→ PROBLEM DESCRIPTION
From the records below, determine the number of lines containing "metal". Output that number alone.

→ DATA SUPPLIED
______________________________

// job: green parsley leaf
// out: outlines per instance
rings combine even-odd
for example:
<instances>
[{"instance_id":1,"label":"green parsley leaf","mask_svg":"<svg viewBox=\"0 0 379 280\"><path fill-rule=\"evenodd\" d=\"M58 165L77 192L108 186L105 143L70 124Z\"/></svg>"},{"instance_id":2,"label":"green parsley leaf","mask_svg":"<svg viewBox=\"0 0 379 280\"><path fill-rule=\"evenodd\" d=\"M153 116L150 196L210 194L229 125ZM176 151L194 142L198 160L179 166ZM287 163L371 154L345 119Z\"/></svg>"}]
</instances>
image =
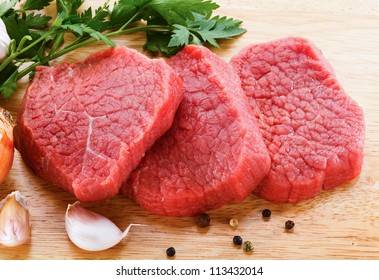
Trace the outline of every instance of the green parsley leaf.
<instances>
[{"instance_id":1,"label":"green parsley leaf","mask_svg":"<svg viewBox=\"0 0 379 280\"><path fill-rule=\"evenodd\" d=\"M80 24L63 24L61 25L62 29L71 30L74 33L77 33L79 36L83 35L83 27Z\"/></svg>"},{"instance_id":2,"label":"green parsley leaf","mask_svg":"<svg viewBox=\"0 0 379 280\"><path fill-rule=\"evenodd\" d=\"M66 12L60 12L59 14L63 14L61 18L64 25L85 24L96 31L104 31L109 28L107 25L109 13L109 6L105 4L96 9L94 13L92 7L89 7L82 13L67 14Z\"/></svg>"},{"instance_id":3,"label":"green parsley leaf","mask_svg":"<svg viewBox=\"0 0 379 280\"><path fill-rule=\"evenodd\" d=\"M0 64L1 94L9 97L17 88L17 80L33 73L36 65L48 65L95 40L115 46L111 37L144 31L144 49L169 56L188 44L218 47L219 39L246 31L240 27L240 20L213 16L219 7L213 0L114 0L113 5L109 1L96 9L79 10L84 0L56 0L57 13L51 24L50 15L33 10L49 6L52 0L26 0L17 11L17 0L3 1L0 16L12 44L8 58ZM133 22L139 23L130 26ZM66 42L67 33L76 40ZM18 72L14 61L34 64Z\"/></svg>"},{"instance_id":4,"label":"green parsley leaf","mask_svg":"<svg viewBox=\"0 0 379 280\"><path fill-rule=\"evenodd\" d=\"M168 47L188 45L191 35L188 28L179 24L174 24L173 26L175 27L175 30L173 31L170 42L168 43Z\"/></svg>"},{"instance_id":5,"label":"green parsley leaf","mask_svg":"<svg viewBox=\"0 0 379 280\"><path fill-rule=\"evenodd\" d=\"M30 13L25 18L25 23L29 28L43 29L47 26L47 23L51 20L50 16L35 15Z\"/></svg>"},{"instance_id":6,"label":"green parsley leaf","mask_svg":"<svg viewBox=\"0 0 379 280\"><path fill-rule=\"evenodd\" d=\"M0 85L5 83L5 81L8 80L8 78L16 70L17 70L17 67L13 63L8 64L7 67L5 67L5 69L0 72Z\"/></svg>"},{"instance_id":7,"label":"green parsley leaf","mask_svg":"<svg viewBox=\"0 0 379 280\"><path fill-rule=\"evenodd\" d=\"M152 0L120 0L118 1L110 14L110 26L112 28L122 26L136 14L138 14L143 8ZM133 21L137 21L143 18L143 15L135 17Z\"/></svg>"},{"instance_id":8,"label":"green parsley leaf","mask_svg":"<svg viewBox=\"0 0 379 280\"><path fill-rule=\"evenodd\" d=\"M109 6L106 4L95 10L95 14L92 15L91 7L80 14L82 23L88 25L96 31L103 31L109 29L108 17L110 15Z\"/></svg>"},{"instance_id":9,"label":"green parsley leaf","mask_svg":"<svg viewBox=\"0 0 379 280\"><path fill-rule=\"evenodd\" d=\"M217 39L226 39L246 32L246 29L239 27L242 23L240 20L219 16L209 20L203 15L195 13L194 18L194 21L187 22L192 34L198 35L203 42L208 42L215 47L220 47Z\"/></svg>"},{"instance_id":10,"label":"green parsley leaf","mask_svg":"<svg viewBox=\"0 0 379 280\"><path fill-rule=\"evenodd\" d=\"M50 29L57 30L63 24L63 21L67 18L66 12L60 12L57 14L57 17L54 19L53 23L50 26Z\"/></svg>"},{"instance_id":11,"label":"green parsley leaf","mask_svg":"<svg viewBox=\"0 0 379 280\"><path fill-rule=\"evenodd\" d=\"M98 41L101 40L105 44L107 44L107 45L109 45L111 47L115 47L116 46L116 44L111 39L109 39L107 36L105 36L103 33L99 32L99 31L96 31L96 30L92 29L89 26L82 26L82 27L83 27L83 31L85 33L87 33L91 37L95 38L96 40L98 40Z\"/></svg>"},{"instance_id":12,"label":"green parsley leaf","mask_svg":"<svg viewBox=\"0 0 379 280\"><path fill-rule=\"evenodd\" d=\"M213 38L216 39L226 39L238 36L247 31L246 29L239 27L242 24L241 20L219 16L213 17L212 20L216 21L216 25L211 30Z\"/></svg>"},{"instance_id":13,"label":"green parsley leaf","mask_svg":"<svg viewBox=\"0 0 379 280\"><path fill-rule=\"evenodd\" d=\"M0 86L1 95L8 99L17 90L17 70Z\"/></svg>"},{"instance_id":14,"label":"green parsley leaf","mask_svg":"<svg viewBox=\"0 0 379 280\"><path fill-rule=\"evenodd\" d=\"M52 0L26 0L21 11L42 10L44 7L50 5Z\"/></svg>"},{"instance_id":15,"label":"green parsley leaf","mask_svg":"<svg viewBox=\"0 0 379 280\"><path fill-rule=\"evenodd\" d=\"M3 18L3 21L7 28L7 33L9 34L9 37L16 41L16 45L20 44L22 38L28 35L32 37L32 40L26 42L24 47L30 45L33 41L41 37L41 35L38 32L29 30L26 21L19 17L17 14L13 14L12 16ZM32 58L39 52L40 46L41 44L33 46L32 48L25 51L22 54L22 56L18 58Z\"/></svg>"},{"instance_id":16,"label":"green parsley leaf","mask_svg":"<svg viewBox=\"0 0 379 280\"><path fill-rule=\"evenodd\" d=\"M170 32L149 31L147 32L147 40L143 45L143 49L152 53L164 53L167 56L171 56L176 54L181 49L181 46L169 47L170 40Z\"/></svg>"},{"instance_id":17,"label":"green parsley leaf","mask_svg":"<svg viewBox=\"0 0 379 280\"><path fill-rule=\"evenodd\" d=\"M242 23L227 17L213 17L207 19L204 15L193 13L194 20L187 20L186 26L173 24L175 28L169 42L169 47L191 44L202 45L208 42L212 46L219 47L217 39L225 39L246 32L240 28Z\"/></svg>"},{"instance_id":18,"label":"green parsley leaf","mask_svg":"<svg viewBox=\"0 0 379 280\"><path fill-rule=\"evenodd\" d=\"M116 46L116 44L103 33L95 29L92 29L91 27L85 24L63 24L61 25L61 28L65 30L70 30L76 33L79 37L83 36L84 34L87 34L88 36L93 37L98 41L103 41L105 44L109 46Z\"/></svg>"},{"instance_id":19,"label":"green parsley leaf","mask_svg":"<svg viewBox=\"0 0 379 280\"><path fill-rule=\"evenodd\" d=\"M57 0L56 2L57 12L65 12L67 16L70 16L77 14L77 10L84 3L84 0Z\"/></svg>"},{"instance_id":20,"label":"green parsley leaf","mask_svg":"<svg viewBox=\"0 0 379 280\"><path fill-rule=\"evenodd\" d=\"M204 0L152 0L149 6L169 24L181 25L185 25L188 19L193 19L193 13L209 18L212 12L219 7L212 1Z\"/></svg>"}]
</instances>

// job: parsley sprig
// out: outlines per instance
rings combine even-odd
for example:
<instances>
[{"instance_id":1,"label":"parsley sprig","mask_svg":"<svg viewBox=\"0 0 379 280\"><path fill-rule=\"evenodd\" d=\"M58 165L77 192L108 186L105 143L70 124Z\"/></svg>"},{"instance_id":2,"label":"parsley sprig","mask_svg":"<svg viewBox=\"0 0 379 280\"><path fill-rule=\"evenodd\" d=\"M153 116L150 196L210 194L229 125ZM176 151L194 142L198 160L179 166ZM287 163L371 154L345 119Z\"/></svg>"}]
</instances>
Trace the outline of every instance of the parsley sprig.
<instances>
[{"instance_id":1,"label":"parsley sprig","mask_svg":"<svg viewBox=\"0 0 379 280\"><path fill-rule=\"evenodd\" d=\"M52 0L17 0L0 4L0 17L11 38L8 57L0 64L0 91L9 98L17 81L34 73L38 65L96 41L115 46L113 36L146 32L144 49L172 55L188 44L210 44L244 33L241 21L213 16L219 5L212 0L119 0L81 10L84 0L56 0L56 14L39 11ZM133 24L138 22L138 24ZM66 43L67 33L75 40ZM20 66L32 62L24 70Z\"/></svg>"}]
</instances>

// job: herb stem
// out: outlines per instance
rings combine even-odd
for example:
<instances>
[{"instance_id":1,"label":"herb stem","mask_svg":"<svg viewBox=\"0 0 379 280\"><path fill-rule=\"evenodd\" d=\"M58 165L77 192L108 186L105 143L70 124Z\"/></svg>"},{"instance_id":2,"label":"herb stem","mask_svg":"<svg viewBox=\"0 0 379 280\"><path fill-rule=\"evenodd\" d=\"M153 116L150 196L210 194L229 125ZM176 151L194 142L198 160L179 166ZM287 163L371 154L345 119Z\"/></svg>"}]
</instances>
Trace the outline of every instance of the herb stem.
<instances>
[{"instance_id":1,"label":"herb stem","mask_svg":"<svg viewBox=\"0 0 379 280\"><path fill-rule=\"evenodd\" d=\"M129 28L129 29L124 29L124 30L122 30L120 28L117 31L113 31L113 32L107 33L105 35L107 37L114 37L114 36L118 36L118 35L122 35L122 34L130 34L130 33L135 33L135 32L140 32L140 31L156 30L156 29L158 29L158 30L164 30L165 31L165 30L171 30L173 28L169 27L169 26L166 26L166 25L143 25L143 26L137 26L137 27L133 27L133 28ZM55 54L52 54L49 58L50 59L55 59L55 58L60 57L60 56L62 56L64 54L66 54L66 53L69 53L71 51L74 51L74 50L76 50L78 48L81 48L83 46L89 45L91 43L94 43L96 41L97 40L95 38L88 38L85 41L78 42L76 44L70 44L67 47L63 48L62 50L57 51Z\"/></svg>"},{"instance_id":2,"label":"herb stem","mask_svg":"<svg viewBox=\"0 0 379 280\"><path fill-rule=\"evenodd\" d=\"M172 27L169 27L169 26L166 26L166 25L144 25L144 26L137 26L137 27L133 27L133 28L129 28L129 29L124 29L122 30L121 28L117 31L113 31L113 32L110 32L110 33L107 33L105 34L107 37L114 37L114 36L118 36L118 35L122 35L122 34L130 34L130 33L134 33L134 32L140 32L140 31L147 31L147 30L162 30L162 31L166 31L166 30L171 30L173 29ZM17 79L21 79L22 77L24 77L25 75L27 75L29 72L33 71L37 66L39 65L43 65L47 62L49 62L50 60L54 60L62 55L65 55L69 52L72 52L76 49L79 49L83 46L86 46L86 45L89 45L91 43L94 43L96 42L97 40L95 38L88 38L87 40L85 41L82 41L82 42L78 42L76 44L70 44L68 45L67 47L63 48L62 50L60 51L57 51L56 53L51 53L49 54L48 56L44 57L43 59L33 63L32 65L28 66L27 68L25 68L24 70L22 70L21 72L18 73L17 75Z\"/></svg>"},{"instance_id":3,"label":"herb stem","mask_svg":"<svg viewBox=\"0 0 379 280\"><path fill-rule=\"evenodd\" d=\"M173 29L174 29L173 27L167 26L167 25L143 25L143 26L136 26L136 27L124 29L124 30L120 28L117 31L107 33L106 35L108 37L113 37L117 35L130 34L130 33L135 33L135 32L140 32L140 31L151 31L151 30L167 31L167 30L173 30Z\"/></svg>"},{"instance_id":4,"label":"herb stem","mask_svg":"<svg viewBox=\"0 0 379 280\"><path fill-rule=\"evenodd\" d=\"M85 0L56 0L55 19L40 11L51 0L26 1L22 8L16 0L9 0L0 11L7 31L12 33L8 57L0 64L0 94L9 98L17 90L17 81L69 52L96 41L115 46L111 37L148 33L144 48L174 54L187 44L209 43L218 47L217 40L244 33L242 21L214 16L219 5L213 0L104 0L94 10L79 9ZM110 5L110 2L114 2ZM144 21L144 23L143 23ZM136 23L136 24L135 24ZM139 24L140 23L140 24ZM154 25L157 23L157 25ZM66 34L76 36L64 42ZM31 62L24 70L17 62Z\"/></svg>"},{"instance_id":5,"label":"herb stem","mask_svg":"<svg viewBox=\"0 0 379 280\"><path fill-rule=\"evenodd\" d=\"M38 38L37 40L35 40L34 42L32 42L31 44L27 45L25 48L23 49L20 49L20 50L16 50L15 52L11 53L7 59L5 59L3 61L3 63L1 63L0 65L0 72L3 71L5 69L5 67L8 66L9 63L11 63L13 61L13 59L15 59L17 56L19 56L20 54L30 50L31 48L33 48L35 45L37 45L39 42L45 40L46 37L48 37L50 35L49 32L47 32L45 35L41 36L40 38Z\"/></svg>"},{"instance_id":6,"label":"herb stem","mask_svg":"<svg viewBox=\"0 0 379 280\"><path fill-rule=\"evenodd\" d=\"M50 55L52 55L52 54L57 50L57 48L59 47L59 45L62 43L62 41L63 41L63 36L64 36L64 33L63 33L63 32L62 32L62 33L59 33L59 34L57 35L57 38L55 39L55 42L54 42L53 46L52 46L51 49L50 49L50 52L49 52L49 54L48 54L48 57L49 57Z\"/></svg>"},{"instance_id":7,"label":"herb stem","mask_svg":"<svg viewBox=\"0 0 379 280\"><path fill-rule=\"evenodd\" d=\"M141 10L139 10L137 13L134 14L119 30L124 30L129 24L131 24L134 19L141 13Z\"/></svg>"}]
</instances>

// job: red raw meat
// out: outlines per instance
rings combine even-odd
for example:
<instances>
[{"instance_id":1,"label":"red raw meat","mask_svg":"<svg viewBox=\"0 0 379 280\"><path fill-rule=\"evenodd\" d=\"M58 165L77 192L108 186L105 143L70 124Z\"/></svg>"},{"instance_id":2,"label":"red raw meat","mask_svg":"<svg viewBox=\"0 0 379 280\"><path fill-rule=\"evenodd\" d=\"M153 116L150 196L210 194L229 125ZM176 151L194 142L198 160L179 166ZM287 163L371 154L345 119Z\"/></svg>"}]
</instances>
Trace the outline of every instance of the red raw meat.
<instances>
[{"instance_id":1,"label":"red raw meat","mask_svg":"<svg viewBox=\"0 0 379 280\"><path fill-rule=\"evenodd\" d=\"M295 203L360 174L362 109L311 42L290 37L253 44L236 54L231 65L272 161L256 194Z\"/></svg>"},{"instance_id":2,"label":"red raw meat","mask_svg":"<svg viewBox=\"0 0 379 280\"><path fill-rule=\"evenodd\" d=\"M245 199L270 158L237 74L201 46L186 46L168 63L183 79L184 99L122 192L168 216Z\"/></svg>"},{"instance_id":3,"label":"red raw meat","mask_svg":"<svg viewBox=\"0 0 379 280\"><path fill-rule=\"evenodd\" d=\"M38 67L15 144L37 175L79 200L109 199L171 126L182 98L182 82L163 60L124 47Z\"/></svg>"}]
</instances>

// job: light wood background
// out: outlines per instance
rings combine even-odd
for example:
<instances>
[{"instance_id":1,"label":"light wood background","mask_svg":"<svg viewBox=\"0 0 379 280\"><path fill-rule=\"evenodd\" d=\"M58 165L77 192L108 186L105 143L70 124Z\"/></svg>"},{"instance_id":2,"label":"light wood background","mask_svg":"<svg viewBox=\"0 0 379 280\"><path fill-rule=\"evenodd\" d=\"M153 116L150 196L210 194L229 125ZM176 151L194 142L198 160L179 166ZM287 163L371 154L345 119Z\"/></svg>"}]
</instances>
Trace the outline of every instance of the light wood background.
<instances>
[{"instance_id":1,"label":"light wood background","mask_svg":"<svg viewBox=\"0 0 379 280\"><path fill-rule=\"evenodd\" d=\"M87 0L86 6L101 0ZM166 259L167 247L176 248L175 259L379 259L379 7L366 0L218 0L218 14L244 21L248 32L213 49L225 60L243 46L289 35L304 36L322 49L348 94L364 109L366 141L360 177L317 198L296 205L275 205L255 196L238 204L210 211L211 226L200 230L194 218L168 218L149 214L132 201L117 197L110 203L88 205L113 220L121 229L132 228L116 247L86 252L75 247L64 227L68 203L75 198L37 178L16 157L0 198L13 190L26 197L32 215L32 237L27 245L0 247L0 259ZM48 9L53 13L53 7ZM142 51L144 34L121 36L117 44ZM104 48L95 44L73 52L55 63L78 61ZM0 106L17 117L26 85ZM270 221L261 210L272 210ZM229 219L239 220L237 229ZM295 230L284 231L292 219ZM232 244L241 235L255 245L252 254Z\"/></svg>"}]
</instances>

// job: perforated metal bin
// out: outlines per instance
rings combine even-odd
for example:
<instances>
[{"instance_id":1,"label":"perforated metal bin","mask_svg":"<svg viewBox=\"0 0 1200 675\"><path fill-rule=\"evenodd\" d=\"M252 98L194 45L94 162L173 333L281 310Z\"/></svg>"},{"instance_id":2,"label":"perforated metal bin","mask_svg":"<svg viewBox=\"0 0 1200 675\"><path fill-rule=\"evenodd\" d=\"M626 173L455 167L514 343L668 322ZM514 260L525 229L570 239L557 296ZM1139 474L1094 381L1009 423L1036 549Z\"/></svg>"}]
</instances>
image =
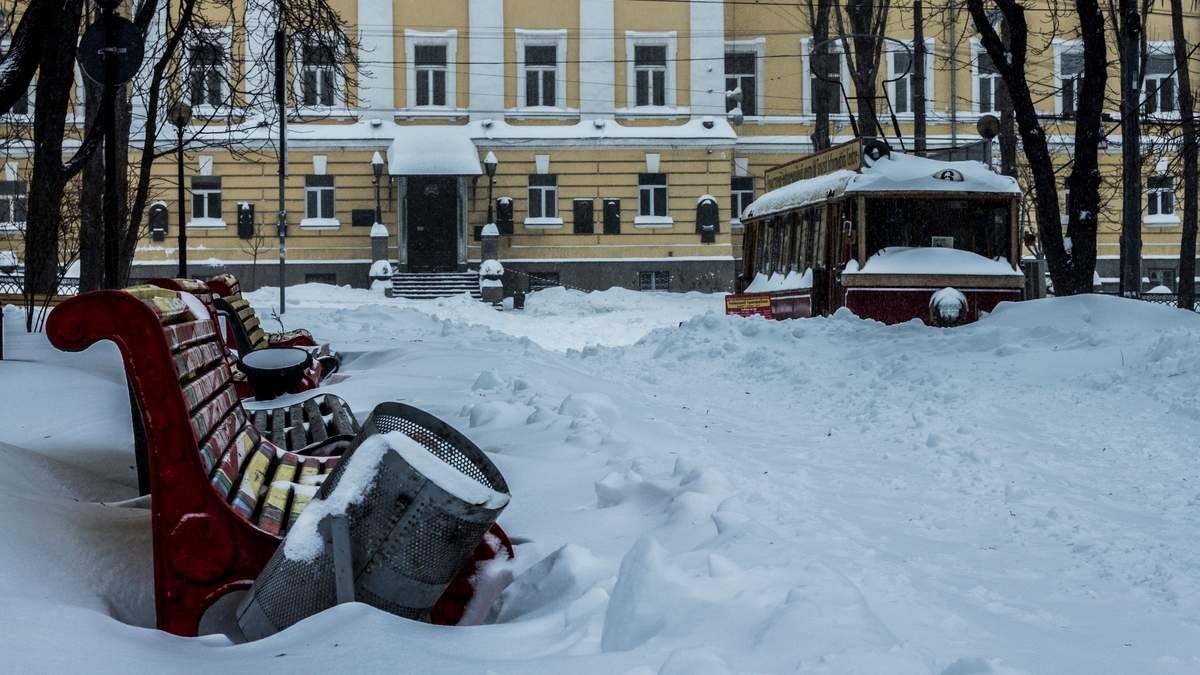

______________________________

→ ANSWER SECTION
2